_EXERCISE_. Nothing outside the range below should be printed. Output exactly the lines from the line with "Need: one point per instance of the white porch spindle" to the line with "Target: downspout", both included.

Image-grounded pointing data:
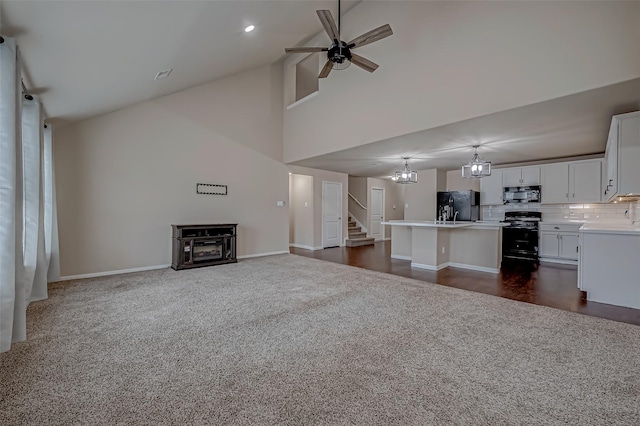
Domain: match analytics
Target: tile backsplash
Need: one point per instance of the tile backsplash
(595, 212)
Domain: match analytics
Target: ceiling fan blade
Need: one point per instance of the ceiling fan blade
(326, 70)
(305, 49)
(373, 35)
(329, 24)
(363, 63)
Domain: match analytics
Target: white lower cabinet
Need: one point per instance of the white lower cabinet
(559, 243)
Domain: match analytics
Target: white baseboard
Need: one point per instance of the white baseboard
(563, 261)
(429, 267)
(398, 256)
(474, 267)
(302, 246)
(151, 268)
(249, 256)
(106, 273)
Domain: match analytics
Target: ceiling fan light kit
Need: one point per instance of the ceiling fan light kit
(339, 55)
(476, 168)
(406, 175)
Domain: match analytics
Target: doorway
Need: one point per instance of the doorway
(331, 214)
(377, 214)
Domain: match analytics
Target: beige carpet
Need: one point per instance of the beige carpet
(288, 340)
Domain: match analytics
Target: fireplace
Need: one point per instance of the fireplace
(203, 245)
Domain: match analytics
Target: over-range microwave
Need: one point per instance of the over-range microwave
(521, 194)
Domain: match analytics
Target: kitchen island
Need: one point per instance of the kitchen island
(608, 267)
(434, 246)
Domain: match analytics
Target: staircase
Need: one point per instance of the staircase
(357, 238)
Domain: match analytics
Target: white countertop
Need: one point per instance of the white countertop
(564, 222)
(611, 228)
(432, 224)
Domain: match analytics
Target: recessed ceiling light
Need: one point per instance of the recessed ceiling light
(163, 74)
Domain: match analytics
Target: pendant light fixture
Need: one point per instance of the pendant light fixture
(405, 175)
(476, 168)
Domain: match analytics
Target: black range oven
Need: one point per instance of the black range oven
(520, 236)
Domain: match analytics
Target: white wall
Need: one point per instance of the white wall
(320, 176)
(301, 205)
(455, 181)
(358, 188)
(452, 61)
(124, 177)
(421, 198)
(393, 201)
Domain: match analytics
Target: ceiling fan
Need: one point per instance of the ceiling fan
(339, 54)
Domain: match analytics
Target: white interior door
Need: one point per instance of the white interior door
(331, 214)
(377, 212)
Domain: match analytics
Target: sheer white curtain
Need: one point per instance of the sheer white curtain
(27, 200)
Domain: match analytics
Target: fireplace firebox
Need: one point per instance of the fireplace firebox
(203, 245)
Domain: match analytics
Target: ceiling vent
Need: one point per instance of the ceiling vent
(163, 74)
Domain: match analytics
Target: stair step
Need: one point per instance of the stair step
(357, 242)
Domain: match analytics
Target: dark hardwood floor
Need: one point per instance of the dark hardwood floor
(549, 284)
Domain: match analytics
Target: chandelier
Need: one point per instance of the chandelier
(476, 168)
(405, 175)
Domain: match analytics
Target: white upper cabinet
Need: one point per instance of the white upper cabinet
(521, 176)
(575, 182)
(491, 188)
(622, 157)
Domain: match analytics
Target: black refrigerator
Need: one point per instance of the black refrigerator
(466, 203)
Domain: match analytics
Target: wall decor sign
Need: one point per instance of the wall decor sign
(211, 189)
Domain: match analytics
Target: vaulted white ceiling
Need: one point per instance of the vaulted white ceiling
(569, 126)
(89, 57)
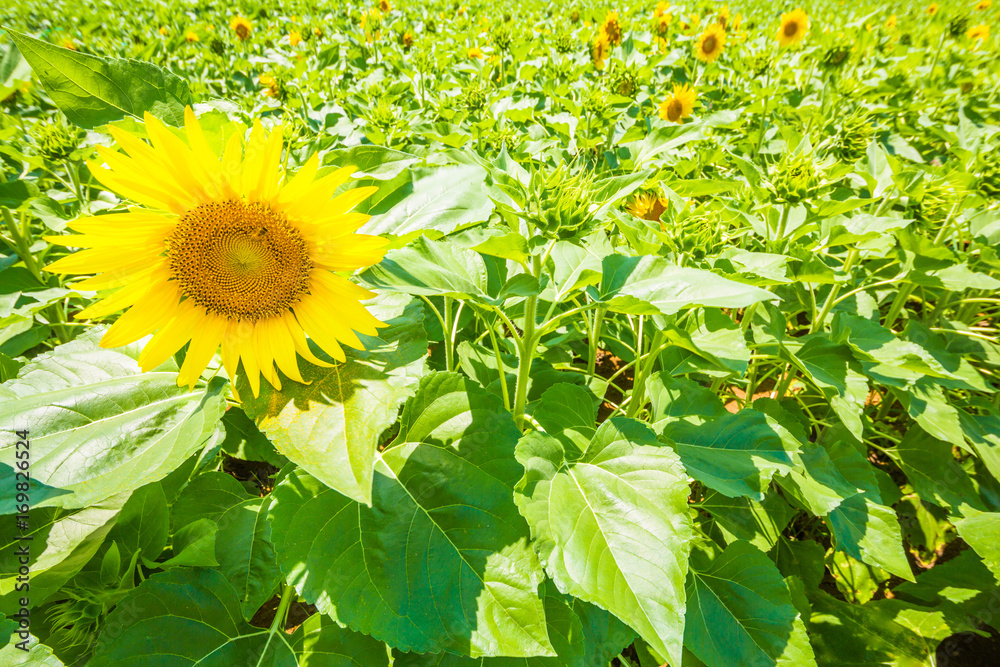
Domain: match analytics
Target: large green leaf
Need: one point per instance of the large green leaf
(61, 543)
(981, 530)
(739, 610)
(100, 426)
(319, 642)
(611, 524)
(442, 199)
(440, 560)
(735, 454)
(92, 91)
(242, 542)
(331, 427)
(185, 616)
(12, 647)
(582, 634)
(653, 285)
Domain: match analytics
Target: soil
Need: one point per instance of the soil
(260, 473)
(298, 612)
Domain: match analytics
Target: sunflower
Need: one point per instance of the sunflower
(612, 29)
(648, 206)
(224, 254)
(978, 34)
(679, 105)
(241, 27)
(711, 43)
(794, 26)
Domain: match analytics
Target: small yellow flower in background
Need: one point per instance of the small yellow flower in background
(723, 17)
(711, 43)
(612, 29)
(648, 206)
(227, 255)
(679, 105)
(599, 50)
(273, 89)
(794, 26)
(979, 34)
(241, 27)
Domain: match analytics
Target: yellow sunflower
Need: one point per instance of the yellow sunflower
(679, 105)
(648, 206)
(241, 26)
(225, 254)
(794, 26)
(979, 34)
(711, 43)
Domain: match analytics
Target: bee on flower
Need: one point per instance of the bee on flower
(679, 105)
(242, 27)
(794, 26)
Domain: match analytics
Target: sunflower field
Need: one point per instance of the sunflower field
(499, 334)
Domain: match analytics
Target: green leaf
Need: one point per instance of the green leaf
(981, 530)
(320, 642)
(440, 560)
(739, 609)
(194, 604)
(99, 425)
(933, 471)
(611, 524)
(243, 546)
(332, 426)
(37, 655)
(443, 199)
(862, 528)
(735, 454)
(653, 285)
(582, 634)
(62, 542)
(143, 524)
(92, 91)
(431, 268)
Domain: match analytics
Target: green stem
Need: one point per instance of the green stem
(595, 335)
(526, 350)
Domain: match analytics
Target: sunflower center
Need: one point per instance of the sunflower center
(674, 110)
(239, 260)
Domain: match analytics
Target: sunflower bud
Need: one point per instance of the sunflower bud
(559, 203)
(55, 140)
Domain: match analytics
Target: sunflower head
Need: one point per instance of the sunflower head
(225, 254)
(679, 105)
(711, 43)
(793, 28)
(242, 27)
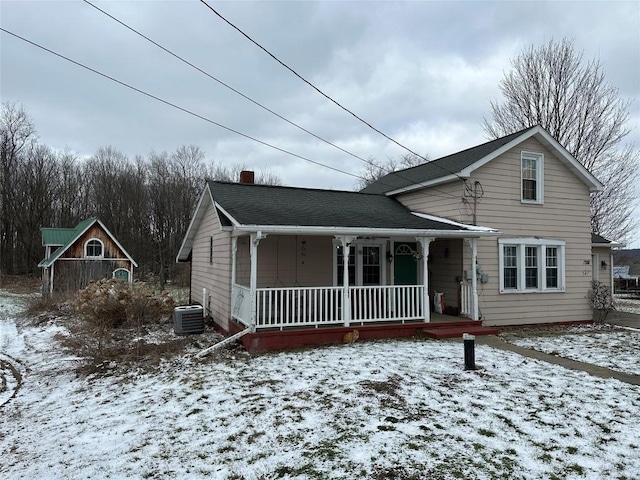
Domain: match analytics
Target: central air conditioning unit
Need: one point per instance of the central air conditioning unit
(188, 319)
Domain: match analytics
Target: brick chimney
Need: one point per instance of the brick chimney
(247, 176)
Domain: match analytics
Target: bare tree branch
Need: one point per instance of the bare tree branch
(554, 87)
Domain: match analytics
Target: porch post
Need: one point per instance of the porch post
(253, 282)
(473, 242)
(51, 279)
(424, 246)
(234, 253)
(346, 300)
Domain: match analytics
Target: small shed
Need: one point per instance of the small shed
(76, 256)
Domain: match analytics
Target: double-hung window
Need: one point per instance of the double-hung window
(532, 183)
(365, 264)
(531, 265)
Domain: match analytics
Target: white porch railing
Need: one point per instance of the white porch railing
(387, 303)
(293, 306)
(315, 306)
(466, 299)
(241, 304)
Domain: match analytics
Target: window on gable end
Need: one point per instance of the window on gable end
(532, 177)
(94, 248)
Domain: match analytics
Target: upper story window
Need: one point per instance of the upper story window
(532, 177)
(94, 248)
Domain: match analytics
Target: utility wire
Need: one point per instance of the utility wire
(321, 92)
(154, 97)
(177, 106)
(246, 97)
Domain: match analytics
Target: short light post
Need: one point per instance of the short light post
(469, 351)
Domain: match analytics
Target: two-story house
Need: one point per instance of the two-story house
(498, 234)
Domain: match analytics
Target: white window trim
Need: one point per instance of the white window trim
(539, 157)
(356, 246)
(521, 244)
(93, 256)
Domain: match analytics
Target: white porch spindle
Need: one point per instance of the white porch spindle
(424, 245)
(474, 278)
(253, 282)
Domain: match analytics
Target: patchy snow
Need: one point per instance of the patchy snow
(392, 409)
(616, 349)
(628, 303)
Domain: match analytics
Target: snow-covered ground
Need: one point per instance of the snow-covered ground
(392, 409)
(613, 348)
(627, 303)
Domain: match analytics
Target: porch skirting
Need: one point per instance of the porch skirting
(264, 341)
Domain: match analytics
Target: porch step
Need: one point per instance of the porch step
(457, 331)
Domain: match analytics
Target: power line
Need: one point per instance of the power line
(177, 106)
(166, 102)
(321, 92)
(246, 97)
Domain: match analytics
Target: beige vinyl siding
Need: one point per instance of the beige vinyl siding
(216, 276)
(288, 261)
(564, 215)
(604, 271)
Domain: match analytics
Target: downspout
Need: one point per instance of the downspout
(224, 342)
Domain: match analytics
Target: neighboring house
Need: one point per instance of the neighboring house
(273, 258)
(76, 256)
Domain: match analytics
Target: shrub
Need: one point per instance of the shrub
(601, 300)
(110, 304)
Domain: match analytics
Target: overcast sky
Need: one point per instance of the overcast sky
(422, 72)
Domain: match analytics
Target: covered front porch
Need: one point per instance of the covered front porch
(292, 282)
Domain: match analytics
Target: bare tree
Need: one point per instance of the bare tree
(17, 131)
(553, 87)
(374, 170)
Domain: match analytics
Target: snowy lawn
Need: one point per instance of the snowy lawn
(605, 346)
(379, 410)
(628, 303)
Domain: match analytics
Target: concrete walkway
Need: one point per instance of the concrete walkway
(624, 319)
(594, 370)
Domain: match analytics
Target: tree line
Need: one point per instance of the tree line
(146, 202)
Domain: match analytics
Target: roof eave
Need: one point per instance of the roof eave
(427, 184)
(315, 230)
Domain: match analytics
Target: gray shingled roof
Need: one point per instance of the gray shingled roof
(441, 167)
(286, 206)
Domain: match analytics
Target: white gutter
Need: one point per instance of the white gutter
(224, 342)
(474, 228)
(388, 232)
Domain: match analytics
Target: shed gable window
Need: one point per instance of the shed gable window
(94, 248)
(532, 177)
(531, 265)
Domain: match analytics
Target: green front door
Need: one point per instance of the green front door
(121, 274)
(405, 265)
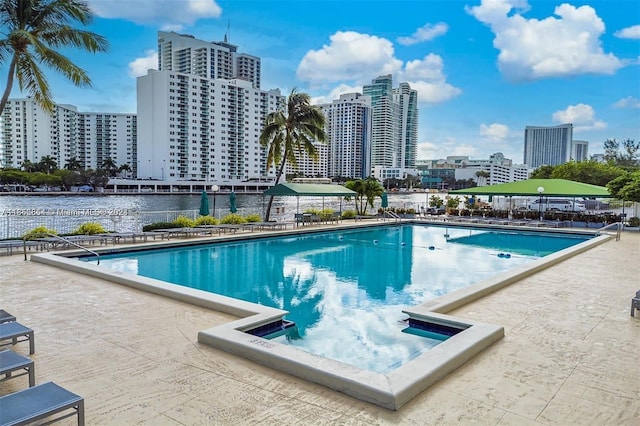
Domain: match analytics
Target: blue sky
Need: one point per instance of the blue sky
(484, 69)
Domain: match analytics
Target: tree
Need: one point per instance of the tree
(28, 166)
(47, 164)
(624, 154)
(126, 168)
(367, 190)
(435, 201)
(34, 30)
(626, 187)
(110, 167)
(542, 172)
(291, 131)
(591, 172)
(73, 164)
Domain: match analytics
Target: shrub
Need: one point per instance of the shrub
(184, 222)
(253, 218)
(206, 220)
(89, 228)
(159, 225)
(39, 232)
(348, 214)
(233, 219)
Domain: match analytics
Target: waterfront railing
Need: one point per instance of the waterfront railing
(14, 223)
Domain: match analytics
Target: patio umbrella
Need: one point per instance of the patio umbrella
(232, 202)
(204, 204)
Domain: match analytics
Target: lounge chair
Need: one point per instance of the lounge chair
(14, 330)
(635, 303)
(40, 402)
(6, 316)
(11, 361)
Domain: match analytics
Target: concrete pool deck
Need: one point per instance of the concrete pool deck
(569, 356)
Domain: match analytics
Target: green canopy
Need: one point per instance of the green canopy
(204, 204)
(310, 190)
(552, 188)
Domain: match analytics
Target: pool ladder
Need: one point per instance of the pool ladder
(66, 241)
(618, 226)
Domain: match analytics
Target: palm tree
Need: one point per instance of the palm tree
(35, 28)
(110, 166)
(291, 131)
(47, 164)
(126, 168)
(367, 190)
(73, 164)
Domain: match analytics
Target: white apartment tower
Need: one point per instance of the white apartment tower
(217, 60)
(407, 100)
(549, 146)
(201, 114)
(348, 130)
(579, 150)
(30, 133)
(394, 140)
(197, 128)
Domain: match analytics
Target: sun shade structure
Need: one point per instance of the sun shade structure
(309, 190)
(552, 188)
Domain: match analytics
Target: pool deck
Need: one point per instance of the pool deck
(570, 355)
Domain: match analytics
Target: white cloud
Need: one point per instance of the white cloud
(427, 78)
(140, 66)
(629, 32)
(354, 59)
(628, 102)
(496, 132)
(350, 56)
(170, 13)
(426, 33)
(582, 116)
(559, 46)
(335, 94)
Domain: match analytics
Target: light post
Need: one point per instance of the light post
(214, 189)
(540, 191)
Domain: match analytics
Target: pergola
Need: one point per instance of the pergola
(531, 187)
(539, 188)
(309, 190)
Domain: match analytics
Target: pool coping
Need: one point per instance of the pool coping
(390, 390)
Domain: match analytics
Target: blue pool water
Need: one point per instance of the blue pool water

_RESULT_.
Need: one point per instance of the white porch spindle
(424, 245)
(474, 278)
(253, 282)
Domain: match analytics
Target: patchy snow
Need: one point per instance of the patchy snow
(392, 409)
(616, 349)
(628, 303)
Domain: match analytics
Target: snow-covered ground
Need: one point per instance of the snow-covered ground
(392, 409)
(613, 348)
(627, 303)
Domain: match analytics
Target: porch skirting
Need: one point per instance of the porch skirting
(264, 341)
Domain: match analytics
Target: porch step
Need: one point per instance of the porch step
(457, 331)
Domain: match analytics
Target: power line
Need: one point per instance of the power line
(177, 106)
(166, 102)
(321, 92)
(246, 97)
Domain: match analytics
Target: beige vinyl siding
Need: one point per instance of the beige vinyl siding
(216, 276)
(288, 261)
(564, 215)
(604, 271)
Domain: match analytics
Target: downspout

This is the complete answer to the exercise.